## WRITTEN PROBLEM 1
In the entries, from the line containing "tree in the image above." through the end of the entries, swap "Report pixel corners" for "List pixel corners" and write those lines out again with nothing else changed.

## EXCERPTED PASSAGE
================

How to Go to Teotihuacan Without Paying for a Tour
Teotihuacan is a popular day trip from Mexico City, and you’ll find plenty of tour operators charging a premium to get you there. But it’s actually quite easy to get there by yourself once you know how. Here’s how you can visit Teotihuacan from Mexico City without a tour group for about $10 a person–including admission to Teotihuacan.
There is of course more than one way to get to Teotihuacan. If you’re feeling adventurous, you could of course rent a car, or even ask your concierge to help book a private car to take you. We’ll be focusing on the cheapest option from Mexico City to Teotihuacan: public buses that run regularly throughout the day.
How to Get from Mexico City to Teotihuacan
1. Catch the bus to Teotihuacan at the Autobuses Del Norte bus station in Northern Mexico City. Buses leave about every 20 minutes, so just show up and you won’t have to wait long.

================

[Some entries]

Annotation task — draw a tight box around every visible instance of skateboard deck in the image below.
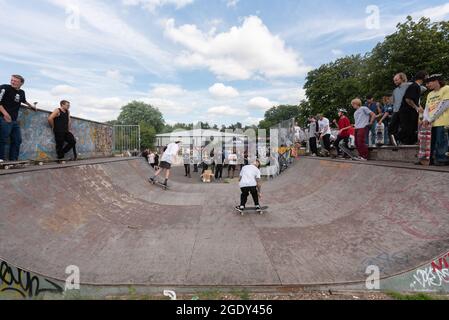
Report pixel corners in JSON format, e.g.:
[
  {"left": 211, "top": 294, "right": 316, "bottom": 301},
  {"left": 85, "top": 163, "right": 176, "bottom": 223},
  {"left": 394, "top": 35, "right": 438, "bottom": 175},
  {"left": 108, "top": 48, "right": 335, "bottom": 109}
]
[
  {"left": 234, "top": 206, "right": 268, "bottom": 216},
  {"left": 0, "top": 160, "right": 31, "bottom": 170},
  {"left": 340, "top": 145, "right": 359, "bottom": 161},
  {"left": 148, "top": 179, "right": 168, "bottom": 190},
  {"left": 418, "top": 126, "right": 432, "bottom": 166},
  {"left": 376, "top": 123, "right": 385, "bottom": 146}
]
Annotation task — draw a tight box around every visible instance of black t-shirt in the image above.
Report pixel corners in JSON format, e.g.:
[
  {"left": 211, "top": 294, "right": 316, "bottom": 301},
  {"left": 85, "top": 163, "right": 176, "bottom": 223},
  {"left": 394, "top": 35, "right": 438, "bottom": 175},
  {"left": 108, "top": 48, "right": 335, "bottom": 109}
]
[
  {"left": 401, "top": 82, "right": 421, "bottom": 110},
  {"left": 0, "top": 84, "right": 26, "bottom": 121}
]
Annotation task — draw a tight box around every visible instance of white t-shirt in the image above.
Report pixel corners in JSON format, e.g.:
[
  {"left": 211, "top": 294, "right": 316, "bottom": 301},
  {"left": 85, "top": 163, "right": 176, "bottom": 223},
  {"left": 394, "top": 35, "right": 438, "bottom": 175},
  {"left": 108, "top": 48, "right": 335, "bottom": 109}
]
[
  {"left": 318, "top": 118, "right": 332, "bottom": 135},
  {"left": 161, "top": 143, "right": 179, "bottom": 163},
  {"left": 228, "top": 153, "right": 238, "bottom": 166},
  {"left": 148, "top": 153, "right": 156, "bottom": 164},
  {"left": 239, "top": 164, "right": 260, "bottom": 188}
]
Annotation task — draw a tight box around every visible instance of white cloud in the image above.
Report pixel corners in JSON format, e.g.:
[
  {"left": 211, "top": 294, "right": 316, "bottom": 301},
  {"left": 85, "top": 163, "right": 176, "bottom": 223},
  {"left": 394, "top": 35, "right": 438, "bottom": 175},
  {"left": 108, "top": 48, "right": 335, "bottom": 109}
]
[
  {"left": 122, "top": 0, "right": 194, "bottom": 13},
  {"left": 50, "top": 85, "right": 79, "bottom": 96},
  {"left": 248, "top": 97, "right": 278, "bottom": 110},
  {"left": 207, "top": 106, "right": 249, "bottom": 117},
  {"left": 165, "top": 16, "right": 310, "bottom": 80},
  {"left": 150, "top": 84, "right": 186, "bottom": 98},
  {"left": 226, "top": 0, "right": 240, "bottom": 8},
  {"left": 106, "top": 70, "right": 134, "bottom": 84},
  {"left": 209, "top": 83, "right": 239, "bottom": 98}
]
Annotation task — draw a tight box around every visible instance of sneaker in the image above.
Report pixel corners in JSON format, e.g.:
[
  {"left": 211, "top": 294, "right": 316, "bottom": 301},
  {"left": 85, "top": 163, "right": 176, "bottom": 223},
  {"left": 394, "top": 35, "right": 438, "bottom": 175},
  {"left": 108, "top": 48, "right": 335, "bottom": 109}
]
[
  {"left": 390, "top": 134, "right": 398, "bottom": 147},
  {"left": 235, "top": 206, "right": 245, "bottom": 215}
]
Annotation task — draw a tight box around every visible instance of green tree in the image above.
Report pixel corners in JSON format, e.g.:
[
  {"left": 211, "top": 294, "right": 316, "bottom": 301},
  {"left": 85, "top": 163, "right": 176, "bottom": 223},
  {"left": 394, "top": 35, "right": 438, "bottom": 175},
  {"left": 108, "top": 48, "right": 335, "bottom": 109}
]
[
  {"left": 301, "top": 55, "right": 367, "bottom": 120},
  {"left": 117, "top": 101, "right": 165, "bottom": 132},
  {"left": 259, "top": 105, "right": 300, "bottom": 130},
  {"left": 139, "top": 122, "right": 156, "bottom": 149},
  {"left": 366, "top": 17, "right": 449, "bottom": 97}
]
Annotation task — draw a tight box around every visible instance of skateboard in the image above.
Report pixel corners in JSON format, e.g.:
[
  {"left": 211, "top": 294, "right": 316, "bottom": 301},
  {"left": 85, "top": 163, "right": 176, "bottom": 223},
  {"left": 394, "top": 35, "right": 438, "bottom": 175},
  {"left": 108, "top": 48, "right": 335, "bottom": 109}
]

================

## WRITTEN PROBLEM 2
Answer these questions on the Teotihuacan article:
(a) About how much per person does the trip cost, including admission?
(b) What option does the article focus on as the cheapest way from Mexico City to Teotihuacan?
(c) At which bus station do you catch the bus to Teotihuacan?

## OUTPUT 1
Annotation task — draw a tight box around every visible instance of green tree in the image above.
List pixel corners in JSON format, e.g.:
[
  {"left": 211, "top": 294, "right": 316, "bottom": 301},
  {"left": 85, "top": 163, "right": 176, "bottom": 223},
  {"left": 394, "top": 35, "right": 438, "bottom": 175},
  {"left": 108, "top": 48, "right": 335, "bottom": 109}
]
[
  {"left": 301, "top": 55, "right": 367, "bottom": 120},
  {"left": 117, "top": 101, "right": 165, "bottom": 132},
  {"left": 259, "top": 105, "right": 300, "bottom": 130},
  {"left": 139, "top": 122, "right": 156, "bottom": 149},
  {"left": 366, "top": 17, "right": 449, "bottom": 97}
]
Annotation task — draw a tight box around every visible instance of skateboard in the image above.
List pixel corners in JSON format, e.g.:
[
  {"left": 211, "top": 294, "right": 316, "bottom": 301},
  {"left": 85, "top": 163, "right": 176, "bottom": 223},
  {"left": 394, "top": 35, "right": 438, "bottom": 175},
  {"left": 108, "top": 48, "right": 335, "bottom": 109}
]

## OUTPUT 2
(a) About $10 a person.
(b) Public buses that run regularly throughout the day.
(c) The Autobuses Del Norte bus station in Northern Mexico City.